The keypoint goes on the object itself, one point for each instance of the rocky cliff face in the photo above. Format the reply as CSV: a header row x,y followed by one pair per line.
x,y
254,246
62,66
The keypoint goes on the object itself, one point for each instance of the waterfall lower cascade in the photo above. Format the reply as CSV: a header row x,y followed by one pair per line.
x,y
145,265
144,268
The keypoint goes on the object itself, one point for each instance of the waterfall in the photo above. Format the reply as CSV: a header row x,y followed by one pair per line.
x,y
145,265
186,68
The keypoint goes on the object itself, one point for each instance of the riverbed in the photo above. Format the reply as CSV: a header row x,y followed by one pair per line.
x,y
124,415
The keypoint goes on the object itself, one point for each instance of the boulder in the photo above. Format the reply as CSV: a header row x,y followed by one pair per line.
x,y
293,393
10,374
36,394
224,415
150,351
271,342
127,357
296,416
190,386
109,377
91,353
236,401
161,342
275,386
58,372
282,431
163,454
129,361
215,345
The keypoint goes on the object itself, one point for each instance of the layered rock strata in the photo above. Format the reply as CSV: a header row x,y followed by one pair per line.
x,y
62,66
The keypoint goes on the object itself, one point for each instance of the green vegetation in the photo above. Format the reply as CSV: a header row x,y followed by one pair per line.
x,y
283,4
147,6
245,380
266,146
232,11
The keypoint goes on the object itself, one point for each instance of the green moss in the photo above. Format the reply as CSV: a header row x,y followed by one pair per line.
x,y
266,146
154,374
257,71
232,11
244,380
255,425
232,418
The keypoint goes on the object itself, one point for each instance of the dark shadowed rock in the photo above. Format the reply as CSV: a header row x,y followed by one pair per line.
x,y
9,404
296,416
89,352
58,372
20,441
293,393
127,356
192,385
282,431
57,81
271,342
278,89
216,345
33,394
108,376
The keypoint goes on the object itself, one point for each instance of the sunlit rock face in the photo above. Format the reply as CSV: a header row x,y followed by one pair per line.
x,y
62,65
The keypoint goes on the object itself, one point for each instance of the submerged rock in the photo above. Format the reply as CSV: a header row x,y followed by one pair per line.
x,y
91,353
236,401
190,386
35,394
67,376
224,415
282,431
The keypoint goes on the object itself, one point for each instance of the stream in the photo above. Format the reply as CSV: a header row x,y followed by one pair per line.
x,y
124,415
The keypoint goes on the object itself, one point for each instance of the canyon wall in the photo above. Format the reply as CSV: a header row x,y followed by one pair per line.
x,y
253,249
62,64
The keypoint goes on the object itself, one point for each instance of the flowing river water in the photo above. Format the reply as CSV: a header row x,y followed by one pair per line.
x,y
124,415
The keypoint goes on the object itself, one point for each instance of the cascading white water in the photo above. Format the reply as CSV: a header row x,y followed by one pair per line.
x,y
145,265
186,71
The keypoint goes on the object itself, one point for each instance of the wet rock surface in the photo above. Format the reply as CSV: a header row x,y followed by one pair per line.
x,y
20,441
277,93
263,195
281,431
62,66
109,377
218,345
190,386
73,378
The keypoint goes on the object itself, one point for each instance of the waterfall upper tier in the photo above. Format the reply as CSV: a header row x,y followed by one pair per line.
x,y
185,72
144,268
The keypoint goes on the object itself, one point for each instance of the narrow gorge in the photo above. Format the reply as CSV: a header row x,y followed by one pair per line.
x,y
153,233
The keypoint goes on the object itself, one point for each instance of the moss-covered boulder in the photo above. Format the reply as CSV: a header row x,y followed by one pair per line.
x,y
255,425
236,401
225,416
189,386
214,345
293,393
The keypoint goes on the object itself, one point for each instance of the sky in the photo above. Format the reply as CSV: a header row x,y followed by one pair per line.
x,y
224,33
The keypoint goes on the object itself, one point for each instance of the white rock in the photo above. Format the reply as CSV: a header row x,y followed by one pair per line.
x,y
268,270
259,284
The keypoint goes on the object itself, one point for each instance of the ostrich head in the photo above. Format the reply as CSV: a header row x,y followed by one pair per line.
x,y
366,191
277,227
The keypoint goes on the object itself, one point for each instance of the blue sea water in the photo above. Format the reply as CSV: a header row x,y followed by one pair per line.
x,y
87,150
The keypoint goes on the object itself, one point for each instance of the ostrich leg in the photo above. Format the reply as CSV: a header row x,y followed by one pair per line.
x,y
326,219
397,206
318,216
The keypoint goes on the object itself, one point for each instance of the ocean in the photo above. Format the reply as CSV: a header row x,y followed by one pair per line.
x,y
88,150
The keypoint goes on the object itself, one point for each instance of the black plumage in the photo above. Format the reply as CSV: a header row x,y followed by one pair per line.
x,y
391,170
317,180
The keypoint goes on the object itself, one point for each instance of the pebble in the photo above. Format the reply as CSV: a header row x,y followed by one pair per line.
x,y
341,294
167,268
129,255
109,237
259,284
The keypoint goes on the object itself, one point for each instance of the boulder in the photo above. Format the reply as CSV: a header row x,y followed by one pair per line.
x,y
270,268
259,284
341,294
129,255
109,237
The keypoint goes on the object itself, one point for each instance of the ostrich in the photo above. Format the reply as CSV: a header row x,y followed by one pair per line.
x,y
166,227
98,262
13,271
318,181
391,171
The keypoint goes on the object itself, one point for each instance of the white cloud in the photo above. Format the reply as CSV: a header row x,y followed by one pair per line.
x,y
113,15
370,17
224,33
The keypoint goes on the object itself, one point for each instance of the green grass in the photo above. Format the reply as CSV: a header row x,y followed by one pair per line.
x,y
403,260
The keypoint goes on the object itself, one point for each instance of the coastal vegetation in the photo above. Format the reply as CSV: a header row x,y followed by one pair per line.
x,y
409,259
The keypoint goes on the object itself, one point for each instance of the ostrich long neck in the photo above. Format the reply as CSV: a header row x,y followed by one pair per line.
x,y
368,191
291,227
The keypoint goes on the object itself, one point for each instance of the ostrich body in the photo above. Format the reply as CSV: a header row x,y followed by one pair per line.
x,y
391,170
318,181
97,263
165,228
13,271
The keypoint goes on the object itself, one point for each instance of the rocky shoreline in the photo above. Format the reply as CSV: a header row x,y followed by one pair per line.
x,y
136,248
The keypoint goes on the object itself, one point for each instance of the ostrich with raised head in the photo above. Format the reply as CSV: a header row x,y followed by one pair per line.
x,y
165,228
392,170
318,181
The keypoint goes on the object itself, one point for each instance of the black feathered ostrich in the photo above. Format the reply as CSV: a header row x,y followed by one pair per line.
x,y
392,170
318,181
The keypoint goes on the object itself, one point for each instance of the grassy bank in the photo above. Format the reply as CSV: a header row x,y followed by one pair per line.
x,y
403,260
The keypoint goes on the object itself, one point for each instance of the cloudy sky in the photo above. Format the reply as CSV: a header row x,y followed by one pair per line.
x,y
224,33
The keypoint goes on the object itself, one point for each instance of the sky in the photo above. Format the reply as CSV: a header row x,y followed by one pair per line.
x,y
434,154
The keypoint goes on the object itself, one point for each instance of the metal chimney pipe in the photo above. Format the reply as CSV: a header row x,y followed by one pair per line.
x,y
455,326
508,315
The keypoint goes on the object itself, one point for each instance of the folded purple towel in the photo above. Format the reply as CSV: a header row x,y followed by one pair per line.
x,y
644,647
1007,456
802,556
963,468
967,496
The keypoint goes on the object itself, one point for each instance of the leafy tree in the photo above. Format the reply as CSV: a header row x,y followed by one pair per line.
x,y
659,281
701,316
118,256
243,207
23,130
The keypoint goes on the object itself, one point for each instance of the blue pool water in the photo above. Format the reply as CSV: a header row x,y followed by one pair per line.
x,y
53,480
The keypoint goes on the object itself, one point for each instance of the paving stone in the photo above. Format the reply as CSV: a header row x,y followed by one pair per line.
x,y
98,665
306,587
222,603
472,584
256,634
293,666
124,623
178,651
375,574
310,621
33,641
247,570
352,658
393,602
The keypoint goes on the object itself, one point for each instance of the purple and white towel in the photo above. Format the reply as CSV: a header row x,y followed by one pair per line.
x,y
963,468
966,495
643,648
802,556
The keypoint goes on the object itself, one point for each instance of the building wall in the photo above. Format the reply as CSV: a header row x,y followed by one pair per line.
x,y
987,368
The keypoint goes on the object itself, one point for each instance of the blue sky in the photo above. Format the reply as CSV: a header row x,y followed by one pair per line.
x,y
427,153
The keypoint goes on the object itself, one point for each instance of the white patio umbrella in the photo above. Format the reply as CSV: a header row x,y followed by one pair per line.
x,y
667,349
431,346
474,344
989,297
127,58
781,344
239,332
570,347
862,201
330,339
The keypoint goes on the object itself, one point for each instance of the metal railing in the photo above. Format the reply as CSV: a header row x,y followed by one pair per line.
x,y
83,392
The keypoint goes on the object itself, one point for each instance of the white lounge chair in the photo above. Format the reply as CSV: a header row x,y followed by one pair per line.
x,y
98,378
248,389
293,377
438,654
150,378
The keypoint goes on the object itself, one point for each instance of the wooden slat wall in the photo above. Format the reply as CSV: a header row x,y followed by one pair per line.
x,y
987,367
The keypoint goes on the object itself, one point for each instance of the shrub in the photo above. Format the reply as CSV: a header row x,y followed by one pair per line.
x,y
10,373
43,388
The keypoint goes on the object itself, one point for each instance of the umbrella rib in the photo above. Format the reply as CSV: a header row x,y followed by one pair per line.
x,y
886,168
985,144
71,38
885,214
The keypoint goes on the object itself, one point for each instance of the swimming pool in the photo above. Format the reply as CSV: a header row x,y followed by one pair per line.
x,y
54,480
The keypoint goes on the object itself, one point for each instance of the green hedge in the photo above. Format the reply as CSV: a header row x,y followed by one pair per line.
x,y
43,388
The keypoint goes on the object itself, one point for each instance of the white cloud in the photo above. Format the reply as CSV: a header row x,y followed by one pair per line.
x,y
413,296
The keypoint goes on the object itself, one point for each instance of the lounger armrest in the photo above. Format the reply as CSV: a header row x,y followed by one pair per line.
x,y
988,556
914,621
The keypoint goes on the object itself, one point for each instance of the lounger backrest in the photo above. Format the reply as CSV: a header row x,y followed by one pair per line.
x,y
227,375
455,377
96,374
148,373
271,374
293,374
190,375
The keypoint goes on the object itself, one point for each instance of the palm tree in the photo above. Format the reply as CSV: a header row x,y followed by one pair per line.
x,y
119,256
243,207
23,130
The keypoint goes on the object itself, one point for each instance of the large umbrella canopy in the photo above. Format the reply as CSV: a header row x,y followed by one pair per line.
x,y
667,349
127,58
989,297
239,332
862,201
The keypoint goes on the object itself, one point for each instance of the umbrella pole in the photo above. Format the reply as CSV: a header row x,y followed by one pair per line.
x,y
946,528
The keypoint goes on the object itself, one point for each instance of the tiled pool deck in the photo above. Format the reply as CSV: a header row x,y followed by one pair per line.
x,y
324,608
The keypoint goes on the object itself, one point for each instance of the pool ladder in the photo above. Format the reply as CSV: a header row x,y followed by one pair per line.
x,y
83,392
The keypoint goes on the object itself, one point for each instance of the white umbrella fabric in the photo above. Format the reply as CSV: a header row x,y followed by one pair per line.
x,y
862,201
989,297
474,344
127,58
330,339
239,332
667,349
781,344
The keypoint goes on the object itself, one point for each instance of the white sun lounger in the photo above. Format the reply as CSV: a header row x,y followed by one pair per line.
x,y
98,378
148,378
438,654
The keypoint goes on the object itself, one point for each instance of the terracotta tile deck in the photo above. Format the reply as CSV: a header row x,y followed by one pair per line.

________________________________________

The expected output is the run of lines from the one that includes "the white sun" through the end of the listing above, exactly as they stand.

The keypoint goes on the object itself, one point for each instance of the white sun lounger in the photo above. Format the reply as CSV: a header row x,y followed by one pair per line.
x,y
98,378
148,378
438,654
The keypoint goes on the object itself, one point for each instance of the terracotta tile deck in the photo above. Format the reply as CSV: a header row x,y followed by one pair per line.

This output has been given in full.